In the records below, find the line holding "like [597, 385]." and the line holding "like [605, 410].". Set down both, with every line between them, exactly.

__EXERCISE DATA__:
________
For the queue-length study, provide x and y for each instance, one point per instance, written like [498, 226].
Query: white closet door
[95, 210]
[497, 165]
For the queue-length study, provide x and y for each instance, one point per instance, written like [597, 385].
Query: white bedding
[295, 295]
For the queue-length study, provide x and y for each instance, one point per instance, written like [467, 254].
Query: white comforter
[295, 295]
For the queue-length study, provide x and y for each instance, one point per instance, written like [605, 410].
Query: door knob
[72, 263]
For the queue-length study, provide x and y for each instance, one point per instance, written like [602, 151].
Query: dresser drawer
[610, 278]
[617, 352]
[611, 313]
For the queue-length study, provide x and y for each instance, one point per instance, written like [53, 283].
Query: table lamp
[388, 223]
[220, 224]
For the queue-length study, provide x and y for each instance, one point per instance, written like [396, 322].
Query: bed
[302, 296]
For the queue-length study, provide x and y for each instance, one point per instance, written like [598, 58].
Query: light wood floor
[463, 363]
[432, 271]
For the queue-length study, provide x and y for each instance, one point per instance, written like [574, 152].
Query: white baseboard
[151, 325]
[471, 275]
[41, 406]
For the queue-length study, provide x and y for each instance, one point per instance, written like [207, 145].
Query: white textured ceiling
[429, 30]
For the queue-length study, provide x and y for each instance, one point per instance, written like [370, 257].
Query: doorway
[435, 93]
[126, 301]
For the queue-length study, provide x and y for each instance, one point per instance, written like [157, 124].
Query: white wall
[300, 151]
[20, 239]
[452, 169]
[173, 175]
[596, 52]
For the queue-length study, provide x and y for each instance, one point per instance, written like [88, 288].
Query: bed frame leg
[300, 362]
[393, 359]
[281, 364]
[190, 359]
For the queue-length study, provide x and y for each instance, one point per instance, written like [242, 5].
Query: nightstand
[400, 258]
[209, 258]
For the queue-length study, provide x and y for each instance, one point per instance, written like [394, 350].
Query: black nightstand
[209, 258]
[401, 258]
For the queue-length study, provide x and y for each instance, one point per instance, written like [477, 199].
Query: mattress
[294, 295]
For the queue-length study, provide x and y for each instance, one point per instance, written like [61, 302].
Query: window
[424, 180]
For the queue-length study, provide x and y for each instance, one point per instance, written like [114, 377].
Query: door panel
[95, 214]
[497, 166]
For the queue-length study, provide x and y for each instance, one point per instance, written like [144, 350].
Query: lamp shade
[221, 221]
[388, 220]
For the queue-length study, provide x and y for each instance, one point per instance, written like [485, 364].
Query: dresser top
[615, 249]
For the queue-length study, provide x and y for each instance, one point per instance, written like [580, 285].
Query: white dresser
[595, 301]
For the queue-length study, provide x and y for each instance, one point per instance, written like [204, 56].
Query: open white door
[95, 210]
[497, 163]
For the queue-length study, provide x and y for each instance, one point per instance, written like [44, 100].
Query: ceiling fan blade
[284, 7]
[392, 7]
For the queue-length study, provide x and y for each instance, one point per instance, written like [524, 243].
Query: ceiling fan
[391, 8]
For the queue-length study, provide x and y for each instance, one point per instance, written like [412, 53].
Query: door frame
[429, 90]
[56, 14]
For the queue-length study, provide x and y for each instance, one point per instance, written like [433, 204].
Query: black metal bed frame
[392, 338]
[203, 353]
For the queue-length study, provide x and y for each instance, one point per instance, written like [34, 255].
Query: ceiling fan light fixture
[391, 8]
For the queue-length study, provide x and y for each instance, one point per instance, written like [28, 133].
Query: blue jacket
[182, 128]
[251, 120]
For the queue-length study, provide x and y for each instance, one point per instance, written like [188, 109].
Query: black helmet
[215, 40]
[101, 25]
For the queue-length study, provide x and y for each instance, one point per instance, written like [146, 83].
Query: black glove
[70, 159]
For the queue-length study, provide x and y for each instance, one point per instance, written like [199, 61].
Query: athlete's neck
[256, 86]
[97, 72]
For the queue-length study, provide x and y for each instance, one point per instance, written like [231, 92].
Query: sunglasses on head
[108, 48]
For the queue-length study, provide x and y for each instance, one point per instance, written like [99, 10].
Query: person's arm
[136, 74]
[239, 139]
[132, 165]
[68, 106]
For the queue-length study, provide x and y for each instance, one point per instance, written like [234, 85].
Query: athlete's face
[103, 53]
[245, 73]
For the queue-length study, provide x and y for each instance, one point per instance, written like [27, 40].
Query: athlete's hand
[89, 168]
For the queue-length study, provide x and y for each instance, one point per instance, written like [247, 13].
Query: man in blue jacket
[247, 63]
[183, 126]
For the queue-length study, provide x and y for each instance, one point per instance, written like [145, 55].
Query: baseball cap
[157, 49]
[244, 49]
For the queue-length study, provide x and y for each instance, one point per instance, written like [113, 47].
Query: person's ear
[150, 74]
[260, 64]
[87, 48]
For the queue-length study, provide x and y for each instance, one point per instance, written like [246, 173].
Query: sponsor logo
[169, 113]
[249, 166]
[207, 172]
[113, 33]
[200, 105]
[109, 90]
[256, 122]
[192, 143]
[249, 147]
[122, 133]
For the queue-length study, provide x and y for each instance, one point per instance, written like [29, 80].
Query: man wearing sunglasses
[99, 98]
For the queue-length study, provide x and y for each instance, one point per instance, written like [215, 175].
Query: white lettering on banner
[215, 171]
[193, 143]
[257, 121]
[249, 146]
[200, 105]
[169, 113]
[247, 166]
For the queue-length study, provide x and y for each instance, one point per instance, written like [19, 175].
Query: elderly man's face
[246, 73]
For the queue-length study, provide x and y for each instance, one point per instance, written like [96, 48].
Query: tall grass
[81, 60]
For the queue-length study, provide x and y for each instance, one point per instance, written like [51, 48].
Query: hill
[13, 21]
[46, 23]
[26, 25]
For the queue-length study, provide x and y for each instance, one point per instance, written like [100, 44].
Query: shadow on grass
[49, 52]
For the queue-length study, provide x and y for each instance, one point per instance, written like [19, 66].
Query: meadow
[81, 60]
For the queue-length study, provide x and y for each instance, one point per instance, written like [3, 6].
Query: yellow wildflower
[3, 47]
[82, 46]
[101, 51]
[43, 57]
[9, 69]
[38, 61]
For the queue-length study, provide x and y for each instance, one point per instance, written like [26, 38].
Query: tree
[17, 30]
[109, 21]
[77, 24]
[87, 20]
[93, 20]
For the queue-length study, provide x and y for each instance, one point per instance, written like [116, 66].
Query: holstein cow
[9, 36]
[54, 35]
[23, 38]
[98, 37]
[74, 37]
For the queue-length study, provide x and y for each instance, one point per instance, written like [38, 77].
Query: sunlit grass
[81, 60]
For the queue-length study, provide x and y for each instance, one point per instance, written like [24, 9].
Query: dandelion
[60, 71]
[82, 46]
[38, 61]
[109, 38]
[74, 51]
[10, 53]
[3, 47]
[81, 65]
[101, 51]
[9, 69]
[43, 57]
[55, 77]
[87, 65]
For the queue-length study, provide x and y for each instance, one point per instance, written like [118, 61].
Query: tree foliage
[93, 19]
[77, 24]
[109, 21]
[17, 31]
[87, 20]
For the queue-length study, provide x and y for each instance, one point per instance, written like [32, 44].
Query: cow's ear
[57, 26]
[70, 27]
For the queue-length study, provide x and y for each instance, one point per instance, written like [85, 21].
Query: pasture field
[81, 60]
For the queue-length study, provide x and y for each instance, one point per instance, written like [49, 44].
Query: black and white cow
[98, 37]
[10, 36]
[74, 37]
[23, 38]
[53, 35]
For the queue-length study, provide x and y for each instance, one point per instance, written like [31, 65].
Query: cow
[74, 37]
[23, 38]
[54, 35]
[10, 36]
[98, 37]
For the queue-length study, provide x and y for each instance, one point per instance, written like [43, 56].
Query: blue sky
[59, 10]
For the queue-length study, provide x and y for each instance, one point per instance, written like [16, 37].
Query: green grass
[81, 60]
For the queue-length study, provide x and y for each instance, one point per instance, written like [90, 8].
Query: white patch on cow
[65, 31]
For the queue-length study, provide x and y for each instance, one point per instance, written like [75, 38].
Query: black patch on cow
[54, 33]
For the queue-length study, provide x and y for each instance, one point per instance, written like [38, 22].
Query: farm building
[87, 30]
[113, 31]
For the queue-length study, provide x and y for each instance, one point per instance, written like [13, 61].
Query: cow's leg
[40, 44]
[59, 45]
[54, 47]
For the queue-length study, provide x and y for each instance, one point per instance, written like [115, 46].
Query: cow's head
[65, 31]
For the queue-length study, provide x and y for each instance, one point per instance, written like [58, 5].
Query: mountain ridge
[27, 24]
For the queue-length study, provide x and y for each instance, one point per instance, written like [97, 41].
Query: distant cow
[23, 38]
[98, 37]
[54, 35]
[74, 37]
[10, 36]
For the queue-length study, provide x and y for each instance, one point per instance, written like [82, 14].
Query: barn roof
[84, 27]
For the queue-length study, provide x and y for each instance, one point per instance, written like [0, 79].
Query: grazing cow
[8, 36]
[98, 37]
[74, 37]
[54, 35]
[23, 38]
________
__TASK RESULT__:
For the queue-length study, provide x and y for each instance, one point per instance, written like [597, 385].
Query: white bedding
[295, 295]
For the queue-length study, provide x and y for each instance, one point per instance, written like [467, 254].
Query: white comforter
[295, 295]
For the queue-length study, provide x and y for each instance, one point per instance, written like [605, 410].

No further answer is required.